** START DOCUMENT EXCERPT **

Susan Reff: Yeah. I mean, when I was a public defender, there were days when I would have more than one trial a day. Yeah. I mean, that doesn’t happen in family law.

Tracy Hightower-Henne: Yeah. And, you know, the Constitution gives you the right to an attorney when you can’t afford one. And it’s so it’s so important that you get a real lawyer, right? Not a pretender.

Susan Reff: Right.

Tracy Hightower-Henne: Okay. Yeah. Citizen arrest.

Susan Reff: Oh, my gosh.

Tracy Hightower-Henne: I don’t really like.

Susan Reff: So not a lot of people know there’s, like, laws on citizens arrests in Nebraska. Citizens are not allowed to detain other people for the purposes of an arrest.

Tracy Hightower-Henne: Because then they’ll be arrested for assault.

Susan Reff: Kidnapping? I don’t know. I mean something. Yeah, Yeah. But I think in other states, citizen’s arrest is an actual thing.

Tracy Hightower-Henne: Okay, interesting. I was going to make some joke about, like, handcuffs. Like what happens if you handcuff someone? It depends. It depends in the bedroom.

Susan Reff: Did they want to be handcuffed or consent? Are they playing like.

Tracy Hightower-Henne: Does a citizen’s arrest always include handcuffs? All right. But I tried to stop myself. And then.

Susan Reff: Yeah, what if somebody just ran around like screaming citizen arrest, citizen arrest, like, Yeah.

Tracy Hightower-Henne: I mean, there’s so many of those things happen in movies, and then people get so confused, like, Can I do that? Yeah, well, what’s the what’s the okay, this is not the same at all, but the movie Purge.

Susan Reff: Oh, I heard about. I haven’t seen it. I’ve heard about it.

Tracy Hightower-Henne: We spoke about Purge on our last episode, so.

Susan Reff: Oh, yeah, the word purge.

Tracy Hightower-Henne: Isn’t that the. The movie where you get to, like, do whatever you want overnight or one hour of the night?

Susan Reff: I thought it was 24 hours or something because it was I haven’t seen it, but it was enough time where you could do some substantial damage. I think someone or.

Tracy Hightower-Henne: Something you don’t get.

Susan Reff: You get trouble, right?

Tracy Hightower-Henne: Which has nothing to do with citizen’s arrest, I don’t think. No, I don’t know. I thought about it. So movie not doing whatever I want.

Susan Reff: What would you do if you weren’t going to get arrested?

Tracy Hightower-Henne: There’s a couple of people that I would punch and maybe like, break out their car window or something. Ooh.

** END DOCUMENT EXCERPT **
** START RAW DATA **

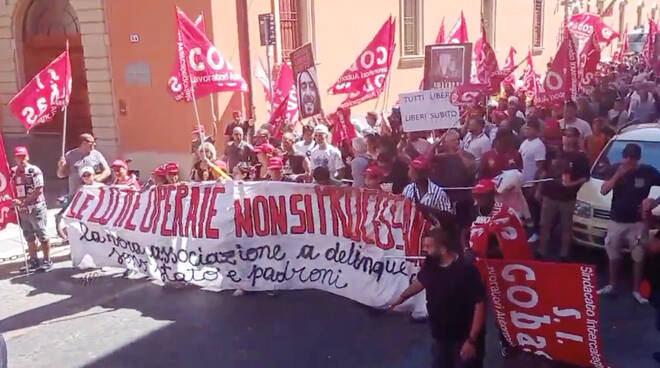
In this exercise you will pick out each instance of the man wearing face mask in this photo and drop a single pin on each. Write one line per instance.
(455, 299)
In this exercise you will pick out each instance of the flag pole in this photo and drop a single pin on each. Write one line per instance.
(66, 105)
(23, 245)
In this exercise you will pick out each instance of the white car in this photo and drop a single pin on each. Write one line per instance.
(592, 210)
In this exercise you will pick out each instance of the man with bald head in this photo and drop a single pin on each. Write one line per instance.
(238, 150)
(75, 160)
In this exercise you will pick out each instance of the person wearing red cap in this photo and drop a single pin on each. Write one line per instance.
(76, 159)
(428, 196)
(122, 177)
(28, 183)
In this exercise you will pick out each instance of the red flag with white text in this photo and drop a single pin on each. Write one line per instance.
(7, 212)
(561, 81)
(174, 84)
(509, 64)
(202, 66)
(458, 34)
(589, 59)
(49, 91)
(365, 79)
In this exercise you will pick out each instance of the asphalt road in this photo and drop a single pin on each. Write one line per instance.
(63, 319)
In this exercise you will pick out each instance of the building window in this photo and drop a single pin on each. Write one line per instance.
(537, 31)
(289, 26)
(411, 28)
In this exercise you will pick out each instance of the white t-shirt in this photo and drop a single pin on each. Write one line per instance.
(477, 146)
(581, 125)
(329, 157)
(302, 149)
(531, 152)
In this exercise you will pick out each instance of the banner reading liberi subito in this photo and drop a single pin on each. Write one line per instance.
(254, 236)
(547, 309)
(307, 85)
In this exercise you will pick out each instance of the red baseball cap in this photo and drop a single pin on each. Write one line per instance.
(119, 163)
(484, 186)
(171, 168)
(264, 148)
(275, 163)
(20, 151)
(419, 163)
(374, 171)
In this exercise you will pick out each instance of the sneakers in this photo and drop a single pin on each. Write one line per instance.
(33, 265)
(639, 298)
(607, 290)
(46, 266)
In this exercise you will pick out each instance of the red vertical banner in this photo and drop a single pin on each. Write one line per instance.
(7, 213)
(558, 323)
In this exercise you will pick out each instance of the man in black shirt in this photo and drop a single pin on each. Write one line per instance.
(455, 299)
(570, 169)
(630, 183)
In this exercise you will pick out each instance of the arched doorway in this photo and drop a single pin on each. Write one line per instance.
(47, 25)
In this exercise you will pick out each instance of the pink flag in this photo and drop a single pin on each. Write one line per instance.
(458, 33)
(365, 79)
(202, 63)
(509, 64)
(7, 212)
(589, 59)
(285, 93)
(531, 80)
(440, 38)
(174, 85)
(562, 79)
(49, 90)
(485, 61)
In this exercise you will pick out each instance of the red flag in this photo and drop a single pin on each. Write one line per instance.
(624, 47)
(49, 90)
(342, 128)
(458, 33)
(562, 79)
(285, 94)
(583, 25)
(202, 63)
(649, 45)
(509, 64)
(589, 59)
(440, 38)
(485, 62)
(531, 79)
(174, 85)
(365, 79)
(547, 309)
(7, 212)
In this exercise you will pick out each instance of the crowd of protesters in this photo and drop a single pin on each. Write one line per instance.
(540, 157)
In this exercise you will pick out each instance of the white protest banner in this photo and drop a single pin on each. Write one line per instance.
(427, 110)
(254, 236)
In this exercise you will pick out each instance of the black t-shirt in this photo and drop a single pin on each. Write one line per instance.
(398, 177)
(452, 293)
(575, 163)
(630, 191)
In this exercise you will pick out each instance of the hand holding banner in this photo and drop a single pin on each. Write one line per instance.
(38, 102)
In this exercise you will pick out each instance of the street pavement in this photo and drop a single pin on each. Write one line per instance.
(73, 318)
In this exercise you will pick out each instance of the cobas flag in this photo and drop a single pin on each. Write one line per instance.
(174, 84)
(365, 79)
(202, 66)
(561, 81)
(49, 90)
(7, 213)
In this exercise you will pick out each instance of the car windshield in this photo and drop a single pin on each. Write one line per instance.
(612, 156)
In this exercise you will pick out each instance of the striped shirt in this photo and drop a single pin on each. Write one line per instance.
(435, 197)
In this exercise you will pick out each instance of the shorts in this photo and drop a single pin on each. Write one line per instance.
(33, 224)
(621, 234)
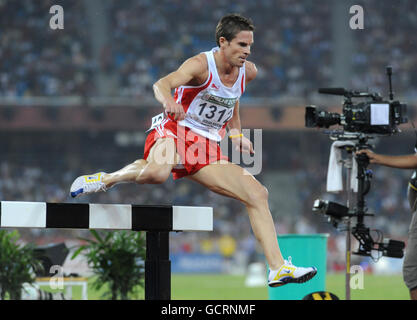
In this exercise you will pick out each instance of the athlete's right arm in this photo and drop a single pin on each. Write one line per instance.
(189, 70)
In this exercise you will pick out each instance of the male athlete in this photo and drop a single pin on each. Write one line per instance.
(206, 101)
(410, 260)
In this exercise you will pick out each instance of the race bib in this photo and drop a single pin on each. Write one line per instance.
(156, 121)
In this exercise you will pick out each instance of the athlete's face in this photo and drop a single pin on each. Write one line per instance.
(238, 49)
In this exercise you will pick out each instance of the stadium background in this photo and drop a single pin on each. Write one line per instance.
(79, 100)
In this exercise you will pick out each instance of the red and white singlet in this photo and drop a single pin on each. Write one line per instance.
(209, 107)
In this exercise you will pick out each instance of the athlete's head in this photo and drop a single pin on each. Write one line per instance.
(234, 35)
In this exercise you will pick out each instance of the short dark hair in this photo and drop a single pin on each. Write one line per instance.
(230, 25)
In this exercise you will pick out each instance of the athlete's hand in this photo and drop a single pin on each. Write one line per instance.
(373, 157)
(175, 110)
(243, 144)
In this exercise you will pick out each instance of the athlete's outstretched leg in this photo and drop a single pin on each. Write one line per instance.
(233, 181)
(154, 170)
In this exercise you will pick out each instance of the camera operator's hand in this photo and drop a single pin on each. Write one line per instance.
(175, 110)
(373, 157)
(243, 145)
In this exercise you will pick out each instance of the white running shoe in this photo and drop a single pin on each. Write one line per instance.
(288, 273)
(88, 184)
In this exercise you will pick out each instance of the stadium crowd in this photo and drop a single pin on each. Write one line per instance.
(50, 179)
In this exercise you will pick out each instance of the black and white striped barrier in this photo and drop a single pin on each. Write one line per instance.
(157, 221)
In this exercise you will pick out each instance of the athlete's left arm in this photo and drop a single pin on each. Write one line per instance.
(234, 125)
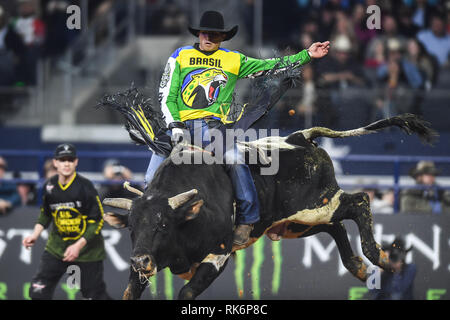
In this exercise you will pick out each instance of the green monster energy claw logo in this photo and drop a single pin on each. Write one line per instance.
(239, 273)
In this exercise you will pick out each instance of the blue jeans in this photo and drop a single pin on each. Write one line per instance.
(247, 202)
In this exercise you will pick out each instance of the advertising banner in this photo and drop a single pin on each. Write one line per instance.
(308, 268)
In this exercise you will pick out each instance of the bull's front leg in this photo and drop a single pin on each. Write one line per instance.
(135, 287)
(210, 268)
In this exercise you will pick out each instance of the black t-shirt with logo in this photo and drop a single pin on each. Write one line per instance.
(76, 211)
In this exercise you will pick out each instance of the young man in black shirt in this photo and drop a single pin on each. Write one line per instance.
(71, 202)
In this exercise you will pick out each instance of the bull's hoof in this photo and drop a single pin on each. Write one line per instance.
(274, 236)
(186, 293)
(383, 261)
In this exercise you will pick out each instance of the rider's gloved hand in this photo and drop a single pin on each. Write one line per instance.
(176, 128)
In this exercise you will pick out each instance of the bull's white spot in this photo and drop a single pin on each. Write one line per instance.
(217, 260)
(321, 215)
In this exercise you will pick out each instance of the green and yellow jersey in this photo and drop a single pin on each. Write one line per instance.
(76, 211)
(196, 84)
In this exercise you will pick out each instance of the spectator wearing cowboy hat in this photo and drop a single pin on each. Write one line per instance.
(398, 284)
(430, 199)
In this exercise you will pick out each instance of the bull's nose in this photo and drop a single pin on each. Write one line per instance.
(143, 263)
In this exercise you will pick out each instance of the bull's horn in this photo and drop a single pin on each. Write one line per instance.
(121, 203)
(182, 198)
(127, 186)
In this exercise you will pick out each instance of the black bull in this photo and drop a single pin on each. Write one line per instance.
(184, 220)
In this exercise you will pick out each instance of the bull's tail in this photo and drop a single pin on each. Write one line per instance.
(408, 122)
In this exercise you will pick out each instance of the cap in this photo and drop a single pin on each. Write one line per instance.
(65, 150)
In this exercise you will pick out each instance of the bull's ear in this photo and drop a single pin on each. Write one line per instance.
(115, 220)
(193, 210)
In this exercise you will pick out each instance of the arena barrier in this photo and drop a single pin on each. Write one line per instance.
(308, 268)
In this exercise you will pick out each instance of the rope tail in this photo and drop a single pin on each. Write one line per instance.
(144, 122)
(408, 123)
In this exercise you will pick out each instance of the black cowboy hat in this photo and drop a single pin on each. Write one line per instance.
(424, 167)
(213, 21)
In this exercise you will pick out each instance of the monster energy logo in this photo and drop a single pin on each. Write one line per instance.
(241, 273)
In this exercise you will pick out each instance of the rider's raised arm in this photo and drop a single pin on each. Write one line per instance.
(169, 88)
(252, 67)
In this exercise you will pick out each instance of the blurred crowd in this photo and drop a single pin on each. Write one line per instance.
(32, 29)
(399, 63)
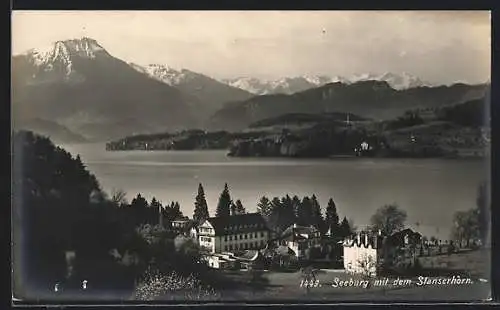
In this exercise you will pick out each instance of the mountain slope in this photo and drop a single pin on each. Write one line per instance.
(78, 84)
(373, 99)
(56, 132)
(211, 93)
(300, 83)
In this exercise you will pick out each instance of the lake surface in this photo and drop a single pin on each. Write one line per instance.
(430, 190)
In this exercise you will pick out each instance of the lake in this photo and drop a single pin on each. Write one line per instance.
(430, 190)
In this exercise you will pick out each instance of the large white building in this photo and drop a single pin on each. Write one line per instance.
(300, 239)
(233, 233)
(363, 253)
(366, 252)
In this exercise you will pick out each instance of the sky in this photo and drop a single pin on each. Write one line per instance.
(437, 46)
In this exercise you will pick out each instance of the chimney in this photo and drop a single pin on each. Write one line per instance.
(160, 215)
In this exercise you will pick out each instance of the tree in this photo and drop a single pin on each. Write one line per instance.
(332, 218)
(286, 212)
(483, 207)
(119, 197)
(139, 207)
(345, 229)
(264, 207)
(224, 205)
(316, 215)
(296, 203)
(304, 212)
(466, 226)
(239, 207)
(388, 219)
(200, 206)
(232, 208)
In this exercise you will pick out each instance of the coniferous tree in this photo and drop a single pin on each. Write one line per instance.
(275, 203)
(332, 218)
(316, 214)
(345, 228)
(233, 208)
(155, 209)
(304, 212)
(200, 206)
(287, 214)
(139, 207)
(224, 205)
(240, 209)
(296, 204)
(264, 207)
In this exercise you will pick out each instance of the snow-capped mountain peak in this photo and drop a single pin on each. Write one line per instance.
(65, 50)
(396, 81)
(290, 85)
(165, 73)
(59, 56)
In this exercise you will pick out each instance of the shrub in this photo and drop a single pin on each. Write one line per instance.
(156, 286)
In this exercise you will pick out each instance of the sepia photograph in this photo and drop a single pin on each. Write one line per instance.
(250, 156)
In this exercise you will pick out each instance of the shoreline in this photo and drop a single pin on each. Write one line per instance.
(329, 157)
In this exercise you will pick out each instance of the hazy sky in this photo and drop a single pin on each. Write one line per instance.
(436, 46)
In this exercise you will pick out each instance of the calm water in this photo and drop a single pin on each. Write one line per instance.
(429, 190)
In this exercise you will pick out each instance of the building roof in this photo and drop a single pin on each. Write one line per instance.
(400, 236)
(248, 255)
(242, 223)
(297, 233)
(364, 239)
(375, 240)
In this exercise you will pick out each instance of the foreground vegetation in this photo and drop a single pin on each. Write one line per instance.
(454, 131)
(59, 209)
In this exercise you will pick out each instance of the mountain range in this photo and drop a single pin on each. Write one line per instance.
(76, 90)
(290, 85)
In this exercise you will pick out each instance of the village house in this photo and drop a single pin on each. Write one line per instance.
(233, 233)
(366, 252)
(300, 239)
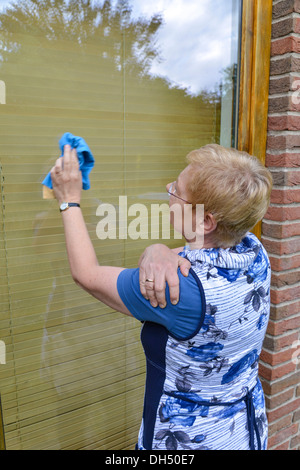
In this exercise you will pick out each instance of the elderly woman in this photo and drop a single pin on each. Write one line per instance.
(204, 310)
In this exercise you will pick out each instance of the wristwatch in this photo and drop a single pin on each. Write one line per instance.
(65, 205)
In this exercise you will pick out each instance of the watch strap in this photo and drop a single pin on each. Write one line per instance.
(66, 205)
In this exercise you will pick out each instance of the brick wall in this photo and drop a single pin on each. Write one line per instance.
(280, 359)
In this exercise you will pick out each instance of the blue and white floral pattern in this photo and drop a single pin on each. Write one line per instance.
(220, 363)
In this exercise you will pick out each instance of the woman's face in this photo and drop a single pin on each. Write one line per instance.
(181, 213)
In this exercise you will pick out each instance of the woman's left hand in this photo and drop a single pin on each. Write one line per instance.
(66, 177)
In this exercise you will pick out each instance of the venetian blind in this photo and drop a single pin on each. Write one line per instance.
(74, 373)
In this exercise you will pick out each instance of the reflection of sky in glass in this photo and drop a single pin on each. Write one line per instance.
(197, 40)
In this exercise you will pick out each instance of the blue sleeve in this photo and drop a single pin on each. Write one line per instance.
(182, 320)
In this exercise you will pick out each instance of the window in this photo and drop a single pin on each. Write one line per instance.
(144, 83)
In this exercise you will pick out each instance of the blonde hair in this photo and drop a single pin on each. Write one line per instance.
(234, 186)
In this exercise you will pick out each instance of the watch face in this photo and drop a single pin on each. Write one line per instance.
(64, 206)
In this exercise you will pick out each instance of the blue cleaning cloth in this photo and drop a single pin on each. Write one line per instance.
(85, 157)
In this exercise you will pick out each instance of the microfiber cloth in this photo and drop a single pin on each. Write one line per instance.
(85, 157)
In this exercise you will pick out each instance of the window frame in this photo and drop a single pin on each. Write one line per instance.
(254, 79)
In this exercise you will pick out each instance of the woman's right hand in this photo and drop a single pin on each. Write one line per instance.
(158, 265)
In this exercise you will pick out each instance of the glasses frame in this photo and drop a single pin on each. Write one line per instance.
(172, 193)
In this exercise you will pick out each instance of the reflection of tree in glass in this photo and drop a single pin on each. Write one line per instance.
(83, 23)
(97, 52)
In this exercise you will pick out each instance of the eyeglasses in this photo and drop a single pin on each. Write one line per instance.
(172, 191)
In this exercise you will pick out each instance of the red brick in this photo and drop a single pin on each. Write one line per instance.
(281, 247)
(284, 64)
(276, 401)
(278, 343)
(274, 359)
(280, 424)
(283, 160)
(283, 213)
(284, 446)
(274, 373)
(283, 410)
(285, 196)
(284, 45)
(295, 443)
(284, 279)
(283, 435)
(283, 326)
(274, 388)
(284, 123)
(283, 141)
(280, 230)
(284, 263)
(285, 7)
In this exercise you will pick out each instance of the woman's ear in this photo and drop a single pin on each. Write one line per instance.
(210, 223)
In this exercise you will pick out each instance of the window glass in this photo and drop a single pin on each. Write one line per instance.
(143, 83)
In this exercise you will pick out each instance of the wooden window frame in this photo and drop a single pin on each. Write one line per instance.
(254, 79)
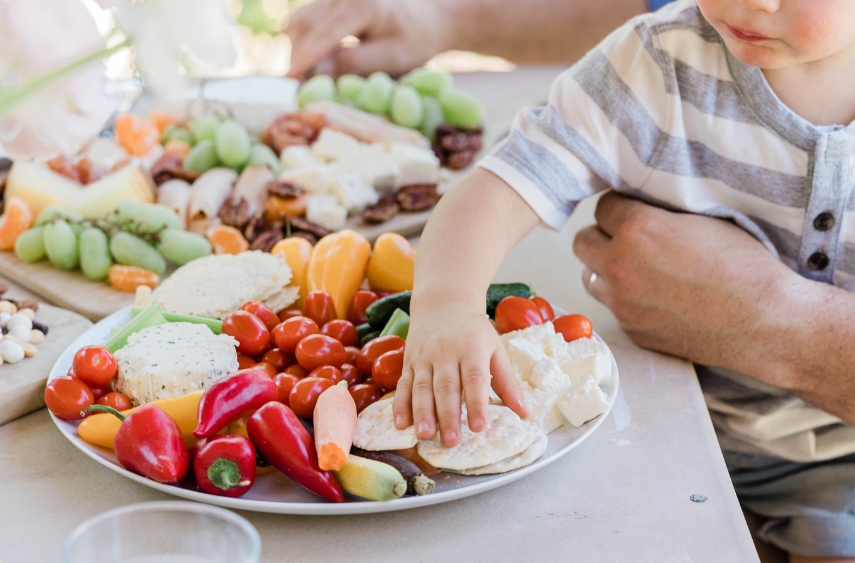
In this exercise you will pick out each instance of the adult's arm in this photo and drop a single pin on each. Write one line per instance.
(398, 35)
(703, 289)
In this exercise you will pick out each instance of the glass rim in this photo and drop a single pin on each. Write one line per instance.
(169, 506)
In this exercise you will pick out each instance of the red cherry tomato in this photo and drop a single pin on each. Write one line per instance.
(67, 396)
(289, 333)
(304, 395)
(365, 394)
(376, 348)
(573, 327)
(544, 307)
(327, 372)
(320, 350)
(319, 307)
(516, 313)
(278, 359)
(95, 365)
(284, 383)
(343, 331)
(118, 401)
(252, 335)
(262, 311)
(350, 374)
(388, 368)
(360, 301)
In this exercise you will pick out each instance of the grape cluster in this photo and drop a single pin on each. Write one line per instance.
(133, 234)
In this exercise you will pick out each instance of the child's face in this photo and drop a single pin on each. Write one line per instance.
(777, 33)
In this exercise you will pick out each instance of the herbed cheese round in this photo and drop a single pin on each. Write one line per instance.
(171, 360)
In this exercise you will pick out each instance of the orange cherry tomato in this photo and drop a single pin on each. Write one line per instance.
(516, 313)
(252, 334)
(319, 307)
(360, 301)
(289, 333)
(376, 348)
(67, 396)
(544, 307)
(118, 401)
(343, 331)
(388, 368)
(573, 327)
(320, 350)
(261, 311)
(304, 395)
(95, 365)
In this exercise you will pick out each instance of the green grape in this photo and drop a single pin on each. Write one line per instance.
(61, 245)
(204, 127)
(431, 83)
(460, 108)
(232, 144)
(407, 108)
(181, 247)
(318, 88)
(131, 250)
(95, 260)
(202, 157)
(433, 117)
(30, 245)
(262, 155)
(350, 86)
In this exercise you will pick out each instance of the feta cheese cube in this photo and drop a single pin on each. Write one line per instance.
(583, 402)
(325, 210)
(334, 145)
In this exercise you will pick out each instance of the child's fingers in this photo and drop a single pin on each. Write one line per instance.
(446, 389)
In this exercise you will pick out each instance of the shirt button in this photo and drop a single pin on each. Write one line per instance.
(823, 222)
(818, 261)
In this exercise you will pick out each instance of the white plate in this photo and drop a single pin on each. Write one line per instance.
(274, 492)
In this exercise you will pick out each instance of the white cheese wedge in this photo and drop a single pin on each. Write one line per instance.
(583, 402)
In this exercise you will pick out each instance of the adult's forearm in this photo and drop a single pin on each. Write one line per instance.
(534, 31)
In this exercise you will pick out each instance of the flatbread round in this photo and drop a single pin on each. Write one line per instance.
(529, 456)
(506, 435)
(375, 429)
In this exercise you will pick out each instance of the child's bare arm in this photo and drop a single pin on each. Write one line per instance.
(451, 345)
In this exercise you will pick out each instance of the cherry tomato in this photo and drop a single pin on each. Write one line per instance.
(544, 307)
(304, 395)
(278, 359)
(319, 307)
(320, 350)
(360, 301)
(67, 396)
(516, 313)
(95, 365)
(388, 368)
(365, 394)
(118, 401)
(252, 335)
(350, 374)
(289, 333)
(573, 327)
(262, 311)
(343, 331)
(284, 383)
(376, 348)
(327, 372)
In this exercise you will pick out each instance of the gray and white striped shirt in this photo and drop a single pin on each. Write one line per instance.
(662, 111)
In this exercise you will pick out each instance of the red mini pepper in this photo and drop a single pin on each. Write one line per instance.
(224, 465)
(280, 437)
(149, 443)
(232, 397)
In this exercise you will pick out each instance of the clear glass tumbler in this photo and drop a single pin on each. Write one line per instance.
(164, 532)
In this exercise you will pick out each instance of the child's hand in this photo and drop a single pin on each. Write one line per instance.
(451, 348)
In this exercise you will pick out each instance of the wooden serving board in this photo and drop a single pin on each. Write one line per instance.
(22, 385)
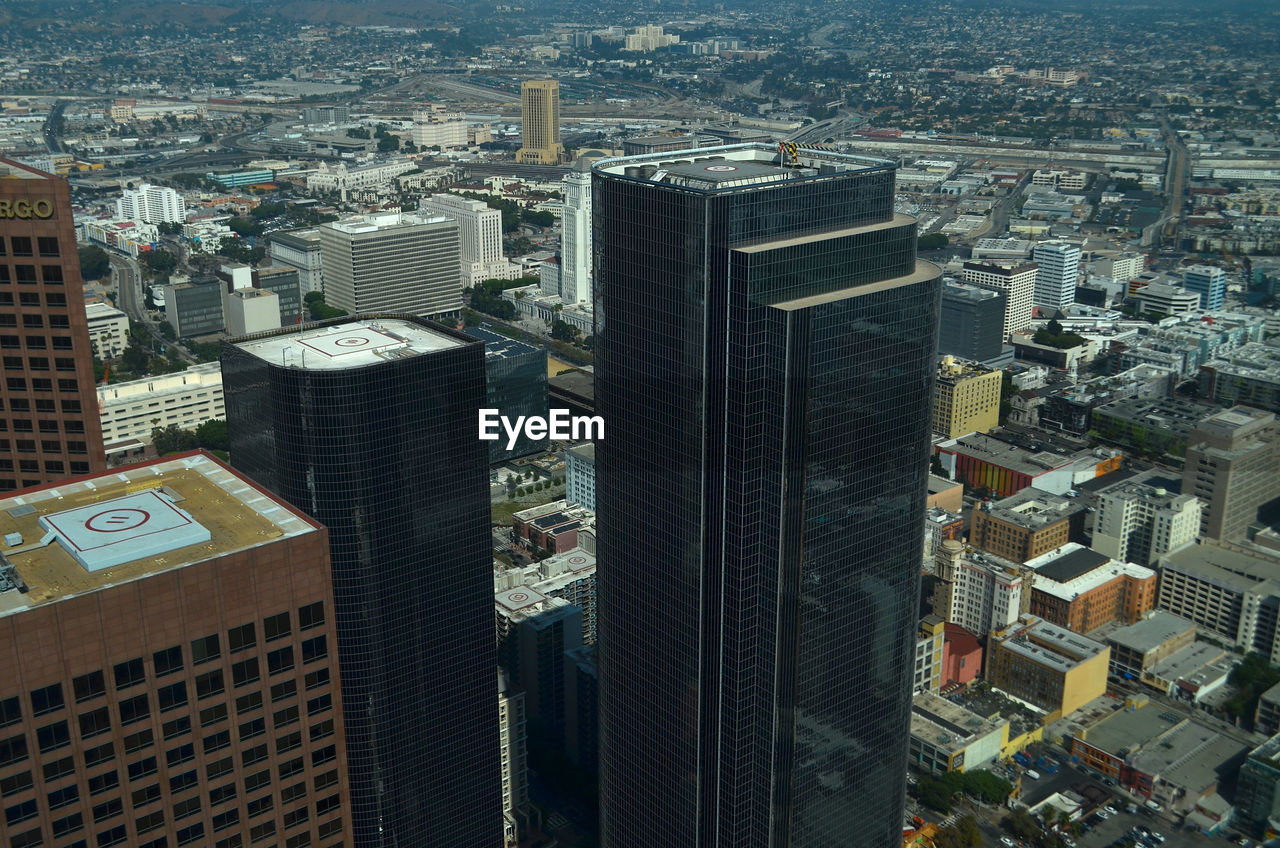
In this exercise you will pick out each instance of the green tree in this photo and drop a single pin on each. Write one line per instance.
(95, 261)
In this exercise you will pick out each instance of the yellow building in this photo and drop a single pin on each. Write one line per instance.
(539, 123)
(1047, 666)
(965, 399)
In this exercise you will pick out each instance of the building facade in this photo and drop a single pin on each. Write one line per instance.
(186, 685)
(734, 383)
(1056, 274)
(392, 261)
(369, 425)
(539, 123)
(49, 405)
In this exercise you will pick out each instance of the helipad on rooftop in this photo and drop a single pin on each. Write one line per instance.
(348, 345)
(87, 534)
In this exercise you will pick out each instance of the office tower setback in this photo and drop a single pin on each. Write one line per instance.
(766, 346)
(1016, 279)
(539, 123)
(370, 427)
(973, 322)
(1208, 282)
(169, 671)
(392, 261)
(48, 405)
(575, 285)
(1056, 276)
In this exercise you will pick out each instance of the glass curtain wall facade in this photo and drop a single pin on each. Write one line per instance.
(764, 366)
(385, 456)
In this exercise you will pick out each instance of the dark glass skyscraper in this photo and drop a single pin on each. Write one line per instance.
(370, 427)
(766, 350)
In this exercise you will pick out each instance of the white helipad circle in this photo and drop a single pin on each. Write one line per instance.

** END RAW DATA **

● **REQUESTS**:
(1) Answer these questions from the transcript.
(a) What job did Susan Reff have when some days brought more than one trial?
(b) According to Susan Reff, what are citizens in Nebraska not allowed to do?
(c) How long did Susan Reff think the period in the movie Purge lasted?
(2) Substitute "twelve hours" for "24 hours" in the part of the transcript that opens with the words containing "Susan Reff: Oh, I" and closes with "get trouble, right?", and give that part again.

● **RESULTS FOR THE EXERCISE**:
(1)
(a) She was a public defender.
(b) They are not allowed to detain other people for the purposes of an arrest.
(c) She thought it was 24 hours or something.

(2)
Susan Reff: Oh, I heard about. I haven’t seen it. I’ve heard about it.

Tracy Hightower-Henne: We spoke about Purge on our last episode, so.

Susan Reff: Oh, yeah, the word purge.

Tracy Hightower-Henne: Isn’t that the. The movie where you get to, like, do whatever you want overnight or one hour of the night?

Susan Reff: I thought it was twelve hours or something because it was I haven’t seen it, but it was enough time where you could do some substantial damage. I think someone or.

Tracy Hightower-Henne: Something you don’t get.

Susan Reff: You get trouble, right?